_Goal_
Copy all the material that follows, keeping every character the same.

Object position labeling entries
##########

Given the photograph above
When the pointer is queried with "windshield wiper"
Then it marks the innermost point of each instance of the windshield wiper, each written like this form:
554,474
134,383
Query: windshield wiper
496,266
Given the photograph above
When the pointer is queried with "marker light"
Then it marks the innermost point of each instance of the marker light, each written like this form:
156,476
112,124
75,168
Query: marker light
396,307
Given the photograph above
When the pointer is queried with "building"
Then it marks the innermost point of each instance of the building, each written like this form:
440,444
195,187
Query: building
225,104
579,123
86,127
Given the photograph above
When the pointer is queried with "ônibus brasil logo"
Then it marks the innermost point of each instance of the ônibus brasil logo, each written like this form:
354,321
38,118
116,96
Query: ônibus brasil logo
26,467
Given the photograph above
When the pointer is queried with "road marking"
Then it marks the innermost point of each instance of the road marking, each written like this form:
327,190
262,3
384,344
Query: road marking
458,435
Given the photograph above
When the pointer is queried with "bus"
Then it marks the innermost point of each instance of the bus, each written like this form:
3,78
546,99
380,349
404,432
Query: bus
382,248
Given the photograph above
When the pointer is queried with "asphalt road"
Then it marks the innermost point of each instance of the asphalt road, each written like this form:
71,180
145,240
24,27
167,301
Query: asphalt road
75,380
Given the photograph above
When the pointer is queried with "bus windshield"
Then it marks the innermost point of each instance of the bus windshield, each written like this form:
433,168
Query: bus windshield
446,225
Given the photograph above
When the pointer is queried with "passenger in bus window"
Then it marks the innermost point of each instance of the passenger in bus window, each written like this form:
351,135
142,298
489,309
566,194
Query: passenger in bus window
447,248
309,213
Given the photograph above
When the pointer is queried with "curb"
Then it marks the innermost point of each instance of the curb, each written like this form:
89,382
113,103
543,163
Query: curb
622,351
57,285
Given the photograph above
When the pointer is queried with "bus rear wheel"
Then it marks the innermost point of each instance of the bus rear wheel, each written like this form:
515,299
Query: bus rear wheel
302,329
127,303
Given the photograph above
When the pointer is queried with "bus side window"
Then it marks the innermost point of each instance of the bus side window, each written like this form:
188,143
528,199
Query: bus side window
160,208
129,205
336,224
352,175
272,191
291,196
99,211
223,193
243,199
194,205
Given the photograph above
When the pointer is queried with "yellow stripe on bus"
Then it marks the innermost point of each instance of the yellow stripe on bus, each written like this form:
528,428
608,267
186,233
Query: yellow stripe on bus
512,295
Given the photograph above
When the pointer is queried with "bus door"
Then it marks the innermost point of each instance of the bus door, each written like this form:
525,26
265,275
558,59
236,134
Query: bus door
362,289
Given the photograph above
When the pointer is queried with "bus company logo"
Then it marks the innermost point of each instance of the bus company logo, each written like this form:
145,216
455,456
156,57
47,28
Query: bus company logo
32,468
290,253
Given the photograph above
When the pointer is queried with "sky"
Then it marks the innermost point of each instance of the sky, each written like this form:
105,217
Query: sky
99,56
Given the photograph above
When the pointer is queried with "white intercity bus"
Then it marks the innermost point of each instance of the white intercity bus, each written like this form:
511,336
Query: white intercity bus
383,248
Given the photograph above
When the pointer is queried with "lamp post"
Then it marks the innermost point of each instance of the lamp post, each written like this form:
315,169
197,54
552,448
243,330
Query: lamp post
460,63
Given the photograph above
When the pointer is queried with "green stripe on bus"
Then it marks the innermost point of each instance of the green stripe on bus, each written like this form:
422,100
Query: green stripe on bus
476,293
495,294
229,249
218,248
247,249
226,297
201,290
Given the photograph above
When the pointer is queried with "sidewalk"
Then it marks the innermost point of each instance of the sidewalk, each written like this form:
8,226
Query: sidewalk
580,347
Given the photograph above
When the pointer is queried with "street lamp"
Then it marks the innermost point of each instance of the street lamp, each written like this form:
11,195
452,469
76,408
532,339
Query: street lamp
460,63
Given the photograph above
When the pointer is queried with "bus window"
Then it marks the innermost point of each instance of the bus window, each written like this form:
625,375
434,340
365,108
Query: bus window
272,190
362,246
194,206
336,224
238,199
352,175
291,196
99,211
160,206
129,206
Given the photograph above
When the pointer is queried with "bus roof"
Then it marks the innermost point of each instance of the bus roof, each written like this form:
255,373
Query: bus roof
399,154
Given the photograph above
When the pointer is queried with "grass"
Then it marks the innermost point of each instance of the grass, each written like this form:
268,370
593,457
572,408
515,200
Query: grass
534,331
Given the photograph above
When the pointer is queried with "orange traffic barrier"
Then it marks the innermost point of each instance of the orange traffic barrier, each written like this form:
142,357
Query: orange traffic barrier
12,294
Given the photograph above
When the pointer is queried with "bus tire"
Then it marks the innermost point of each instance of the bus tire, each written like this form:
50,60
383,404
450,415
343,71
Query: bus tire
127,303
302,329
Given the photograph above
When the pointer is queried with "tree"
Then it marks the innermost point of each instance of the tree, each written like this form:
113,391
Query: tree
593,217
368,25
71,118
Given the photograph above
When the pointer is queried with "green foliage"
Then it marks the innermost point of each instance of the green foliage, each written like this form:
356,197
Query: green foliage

##########

_Final answer_
Given the photograph above
When the pointer is queried with "windshield wiper"
Then it marks the innermost point of each instance of the windshield wiper, each written like this form:
554,474
134,383
Query: windshield wiper
496,266
Given the photograph above
When the pointer is queried with "marker light"
Then it marks the innermost point of each instance of the marker light, each written like this form:
156,476
112,124
75,168
Query: marker light
396,307
Given the photograph above
When the pointer is queried with "building"
Then it marks the innermost point of each instance of the building, each written like this form:
440,444
195,187
Query: building
225,104
579,123
86,127
Given the photograph above
When the pointer is queried with "ônibus brasil logo"
Then it marks the innermost point of each instance of the ônibus brasil logo, each written like this form:
354,321
38,118
116,96
Query: ônibus brasil logo
26,467
Given the photograph above
When the pointer is queried with "road marking"
Then it marks the innermost point of each instance of the road marking, each written like this form:
327,190
262,3
384,344
Query: road marking
458,435
Given the photograph above
When the pointer is queried with "bus"
Then it marks the innermost point of each instance of the bus, each written like this form:
3,78
546,99
380,349
404,432
Query: bus
382,248
Given the photograph above
When the pointer is queried with "asphalt road"
Then it marks the innermost point of each instance of the asphalt road, each written like this form:
71,180
145,240
24,27
167,301
Query: asphalt road
75,380
Given the photograph above
When the pointer is queried with "bus windshield"
Then it marks the innermost point of each instance of the bus windshield, each written like this form:
433,168
Query: bus windshield
446,225
Given the photograph above
When the pointer is queried with "passenger in bus window"
Then it marks the innermost point of each instance of the passenger in bus window, each written like this form:
351,135
142,298
489,309
566,194
Query: passenger in bus window
447,248
309,213
Given the photograph above
When the pointer is queried with "curb"
Then it marks the innermost point of each instance of the curb, each written like this form:
89,382
113,103
543,163
Query: curb
622,351
57,285
Given the photograph above
When the pointer is queried with "bus rear wheel"
Then it marks the innermost point of each instance of the bus rear wheel, each written like this form:
515,299
Query: bus rear wheel
302,329
127,303
Given the photograph above
When the pointer is queried with "bus side window"
Then it marks the innermost point of each instance of the bus side window, each written like this form:
188,143
528,199
Query: bus side window
160,208
129,205
336,224
352,175
272,191
291,196
99,211
223,193
243,199
194,205
Given the photograph above
When the pointer is queried with "yellow stripe on bus"
Then it marks the innermost point of each instance of the yellow stripe on bus, each written like this form:
528,428
608,267
186,233
Query: yellow stripe on bus
512,295
Given the photograph above
When the pointer is queried with "bus door"
Then it marks the innermost point of each instance of the bus door, each written like this form:
525,26
265,275
558,59
236,134
Query: bus door
362,289
Given the photograph above
When the pointer is queried with "bus company logo"
Then it marks the innermost point of each instance of the bus company logo, each written like this form:
145,216
455,456
156,57
47,28
Query: bus company logo
32,468
290,253
Given the photograph above
When the pointer is queried with "sky"
Then it marks the innermost point of each instance of the sky, each written like this form:
105,217
Query: sky
99,56
Given the photograph above
When the pointer is queried with "white intercity bus"
Then it marks the innermost point of each instance of the white intercity bus, each written like this form:
511,336
Query: white intercity bus
383,248
Given the photograph above
When the pointer is queried with "lamp post"
Then it marks the innermost point of each instance of the lamp post, each written like this form:
315,169
197,54
552,448
243,330
Query: lamp post
460,63
Given the photograph above
When the pointer is queried with "green stripe on bus"
Then it marks the innermost point of each instance of the green stripe on bus, each written like this form:
422,100
Query: green stripe on bus
476,293
495,294
229,249
218,248
247,249
226,297
201,290
Given the photograph above
When the pointer is queried with "sidewalk"
Then it marks the innermost point of each instance of the sidewalk, each written like this form:
8,226
Query: sidewalk
580,347
Given the photograph above
When the pointer is queried with "street lamp"
Then it marks the innermost point of each instance of the street lamp, each written like this form:
11,195
452,469
76,408
532,339
Query: street lamp
460,63
Given the photograph above
When the pointer is queried with "bus window"
Then it marks the innermost point of each instance of the bus window, each written like this form:
625,375
434,340
365,108
Query: bus window
272,190
362,246
194,206
336,224
238,199
352,175
291,196
99,211
160,206
129,206
Given the photograph above
When the pointer is queried with "bus roof"
Then it marks the innermost point of each instance of the bus roof, each written like this form:
255,373
Query: bus roof
399,154
Given the photograph above
When the pointer is queried with "grass"
Then it marks the innermost point of each instance of the grass, each written like this form:
268,370
593,457
572,408
515,200
Query: grass
534,331
Given the photograph above
When the pointer is queried with "orange traffic barrier"
Then it marks the innermost point of each instance of the orange traffic barrier, each written like this form:
142,357
Query: orange traffic barrier
12,294
Given the photograph above
When the pointer is queried with "bus tire"
Then it marks the innermost point of each instance of the bus tire, each written like this form:
50,60
383,404
450,415
343,71
Query: bus tire
127,303
302,329
Given the photograph above
When the pointer is queried with "tree"
Then it marks the innermost point of each instance of the tree, each written like this form:
113,391
Query: tree
593,217
368,25
71,118
Given the photograph above
When the pointer is queried with "green foliage"
Then it marks the innermost point of each instance of the green foliage, each written like this form:
356,197
Query: green foliage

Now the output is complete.